■ Document section
• • • • • • •

Positive feedback occurs when a change (a rise) in one component (global temperatures) of a system (the climate) leads to other changes (such as the melting on the Arctic floating ice) which then "feed back" to amplify it (increased water temperature as the white ice which reflects heat is replaced by dark water which absorbs heat). The result of the first feedback (increased water temperatures) may trigger another change (the beginning of the melting if the Greenland ice sheet) which will itself produce further feedback (rising sea levels with destabilize further parts of the ice sheets) and so on. An unstoppable chain reaction may be set off (runaway global warming), but this far from inevitable: the system may re-stabilize at higher global temperature.
We must prevent that chain reaction from starting. As James Hansen notes, positive feedbacks will be "moderate" but if "global warming becomes larger than that, all bets are off... there seems to be a dichotomy. We either keep the warming small or it is likely to be quite large." (Hansen 2006b)
The example given above is the Albedo effect. It is occurring in the Arctic basin where the summer melting of the floating ice around the north pole is now considered unstoppable. Arctic temperatures will rise much more quickly than the global average: for a global warming of 2°C, the area-mean annual temperature increase over the Arctic (60-90°N) is likely to be between 3.2° and 6.6°C (0.45° to 0.75°C per decade, and possibly even as large as 1.55°C per decade) (New 2006).

• • • • • • •

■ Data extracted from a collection
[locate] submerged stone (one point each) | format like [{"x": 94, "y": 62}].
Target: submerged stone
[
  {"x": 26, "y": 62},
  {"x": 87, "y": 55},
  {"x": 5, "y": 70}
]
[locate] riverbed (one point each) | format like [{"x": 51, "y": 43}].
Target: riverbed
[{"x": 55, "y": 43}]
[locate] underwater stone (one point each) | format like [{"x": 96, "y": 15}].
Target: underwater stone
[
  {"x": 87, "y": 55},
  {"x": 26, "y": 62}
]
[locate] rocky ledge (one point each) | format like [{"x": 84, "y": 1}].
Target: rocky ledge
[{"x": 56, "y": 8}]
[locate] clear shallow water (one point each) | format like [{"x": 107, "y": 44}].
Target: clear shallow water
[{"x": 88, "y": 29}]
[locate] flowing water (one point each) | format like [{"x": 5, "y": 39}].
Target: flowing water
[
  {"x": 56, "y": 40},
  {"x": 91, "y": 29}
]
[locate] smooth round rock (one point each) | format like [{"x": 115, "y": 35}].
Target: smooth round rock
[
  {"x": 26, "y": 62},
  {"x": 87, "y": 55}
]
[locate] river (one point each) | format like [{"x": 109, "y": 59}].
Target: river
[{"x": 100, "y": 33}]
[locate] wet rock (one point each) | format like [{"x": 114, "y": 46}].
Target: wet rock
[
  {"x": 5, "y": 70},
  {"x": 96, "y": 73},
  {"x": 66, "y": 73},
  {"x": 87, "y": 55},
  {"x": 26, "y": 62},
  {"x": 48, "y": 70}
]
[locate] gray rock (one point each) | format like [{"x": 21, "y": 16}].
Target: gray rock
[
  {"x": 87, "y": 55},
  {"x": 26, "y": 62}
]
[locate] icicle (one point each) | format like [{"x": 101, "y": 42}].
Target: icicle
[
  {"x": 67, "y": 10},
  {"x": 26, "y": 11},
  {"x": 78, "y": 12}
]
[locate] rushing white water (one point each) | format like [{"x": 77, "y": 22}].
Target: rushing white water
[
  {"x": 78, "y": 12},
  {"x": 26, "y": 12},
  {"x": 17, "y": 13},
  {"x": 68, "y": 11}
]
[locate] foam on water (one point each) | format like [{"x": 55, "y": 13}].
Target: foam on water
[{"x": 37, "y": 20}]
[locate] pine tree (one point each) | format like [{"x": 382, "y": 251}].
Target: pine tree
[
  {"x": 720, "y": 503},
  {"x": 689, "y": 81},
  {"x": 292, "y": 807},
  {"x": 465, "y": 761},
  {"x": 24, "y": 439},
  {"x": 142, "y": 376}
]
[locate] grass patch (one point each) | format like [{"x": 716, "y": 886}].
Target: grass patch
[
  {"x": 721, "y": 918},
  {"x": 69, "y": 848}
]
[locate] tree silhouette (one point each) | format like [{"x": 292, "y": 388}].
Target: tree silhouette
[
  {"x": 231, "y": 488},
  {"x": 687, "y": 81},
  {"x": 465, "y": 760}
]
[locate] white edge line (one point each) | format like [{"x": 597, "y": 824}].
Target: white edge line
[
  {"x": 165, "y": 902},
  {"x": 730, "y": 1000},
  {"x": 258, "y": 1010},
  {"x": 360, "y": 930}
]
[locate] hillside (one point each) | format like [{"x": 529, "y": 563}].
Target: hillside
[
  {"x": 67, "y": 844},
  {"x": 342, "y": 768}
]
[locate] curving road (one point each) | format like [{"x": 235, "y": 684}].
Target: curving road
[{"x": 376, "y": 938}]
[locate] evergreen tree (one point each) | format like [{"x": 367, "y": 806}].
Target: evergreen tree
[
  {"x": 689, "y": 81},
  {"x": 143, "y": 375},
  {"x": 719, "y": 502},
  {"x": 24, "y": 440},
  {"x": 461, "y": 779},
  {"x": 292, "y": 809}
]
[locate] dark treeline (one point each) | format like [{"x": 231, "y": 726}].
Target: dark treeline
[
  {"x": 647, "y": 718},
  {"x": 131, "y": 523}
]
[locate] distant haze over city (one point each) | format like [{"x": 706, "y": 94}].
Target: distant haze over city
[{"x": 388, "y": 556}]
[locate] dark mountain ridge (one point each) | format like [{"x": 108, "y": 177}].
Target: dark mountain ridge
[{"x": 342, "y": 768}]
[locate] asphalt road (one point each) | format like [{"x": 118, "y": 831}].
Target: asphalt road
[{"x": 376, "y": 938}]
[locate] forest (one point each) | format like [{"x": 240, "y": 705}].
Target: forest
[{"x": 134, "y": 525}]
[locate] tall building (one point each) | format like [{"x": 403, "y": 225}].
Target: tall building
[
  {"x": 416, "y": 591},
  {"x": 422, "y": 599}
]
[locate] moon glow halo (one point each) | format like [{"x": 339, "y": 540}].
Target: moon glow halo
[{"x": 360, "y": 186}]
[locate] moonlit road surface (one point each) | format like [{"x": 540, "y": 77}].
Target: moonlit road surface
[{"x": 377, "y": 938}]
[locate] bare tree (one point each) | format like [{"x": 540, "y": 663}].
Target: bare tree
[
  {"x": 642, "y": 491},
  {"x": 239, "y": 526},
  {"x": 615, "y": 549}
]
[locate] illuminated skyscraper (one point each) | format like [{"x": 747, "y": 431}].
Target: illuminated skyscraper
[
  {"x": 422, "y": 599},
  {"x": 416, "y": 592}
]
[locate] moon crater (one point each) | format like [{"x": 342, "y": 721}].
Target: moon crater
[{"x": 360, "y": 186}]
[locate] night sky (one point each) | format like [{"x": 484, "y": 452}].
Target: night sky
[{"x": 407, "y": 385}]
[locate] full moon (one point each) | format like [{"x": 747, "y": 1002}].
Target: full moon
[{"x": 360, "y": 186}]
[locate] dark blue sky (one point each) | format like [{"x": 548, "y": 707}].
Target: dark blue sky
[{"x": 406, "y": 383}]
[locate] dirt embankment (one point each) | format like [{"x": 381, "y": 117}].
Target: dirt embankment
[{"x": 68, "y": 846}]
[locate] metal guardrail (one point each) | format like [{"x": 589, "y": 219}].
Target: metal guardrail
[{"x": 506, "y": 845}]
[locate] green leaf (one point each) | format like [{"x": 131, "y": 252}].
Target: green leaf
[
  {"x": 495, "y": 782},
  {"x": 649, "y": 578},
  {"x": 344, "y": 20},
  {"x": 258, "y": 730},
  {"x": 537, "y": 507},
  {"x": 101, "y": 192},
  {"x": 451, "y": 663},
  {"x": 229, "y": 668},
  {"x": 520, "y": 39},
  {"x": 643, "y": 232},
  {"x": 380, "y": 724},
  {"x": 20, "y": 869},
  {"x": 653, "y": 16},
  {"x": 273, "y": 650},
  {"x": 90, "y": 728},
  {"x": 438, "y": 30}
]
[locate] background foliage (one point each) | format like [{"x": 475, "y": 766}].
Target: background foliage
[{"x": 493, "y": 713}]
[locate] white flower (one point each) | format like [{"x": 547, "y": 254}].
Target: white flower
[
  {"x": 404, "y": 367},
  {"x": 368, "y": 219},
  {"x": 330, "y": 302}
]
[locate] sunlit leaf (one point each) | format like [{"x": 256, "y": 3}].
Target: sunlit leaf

• • • • • • •

■ Short problem A
Rewrite the climate feedback passage between "The example given" and "decade) (New 2006).", inclusive, changing "Albedo effect" to "ice-albedo feedback".
■ Short problem B
Write what follows the final sentence of the climate feedback passage.

■ Written reply A
The example given above is the ice-albedo feedback. It is occurring in the Arctic basin where the summer melting of the floating ice around the north pole is now considered unstoppable. Arctic temperatures will rise much more quickly than the global average: for a global warming of 2°C, the area-mean annual temperature increase over the Arctic (60-90°N) is likely to be between 3.2° and 6.6°C (0.45° to 0.75°C per decade, and possibly even as large as 1.55°C per decade) (New 2006).

■ Written reply B
Events in the Arctic are already staring to destablize the Greenland ice sheet. At less than a global average 2°C rise there is more than a one-in-three chance that its irreversible melting will have started; at 3°C it is almost certain. Rising Arctic temperatures flowing from floating ice loss are already at "the threshold beyond which glaciologists think the (Greenland) ice sheet may be doomed"; this accelerated melting "is caused by meltwater penetrating crevasses and lubricating the glaciers' flow... The ice is in effect sliding into the ocean on rivers of water", an effect not included in models of the effect of global warming on the Arctic (NS 2006). A recent study found that the Greenland ice cap "may be melting three times faster than indicated by previous measurements" and that "the mass loss is increasing with time" (Young 2006). James Hansen notes that "Ice sheet disintegration starts slowly but multiple positive feedbacks can lead to rapid non-linear collapse" and than "equilibrium sea level rise for ~3°C warming (25±10 m = 80 feet) implies the potential for us to lose control" because "we cannot tie a rope around a collapsing ice sheet" (Hansen 2006a, 2006d).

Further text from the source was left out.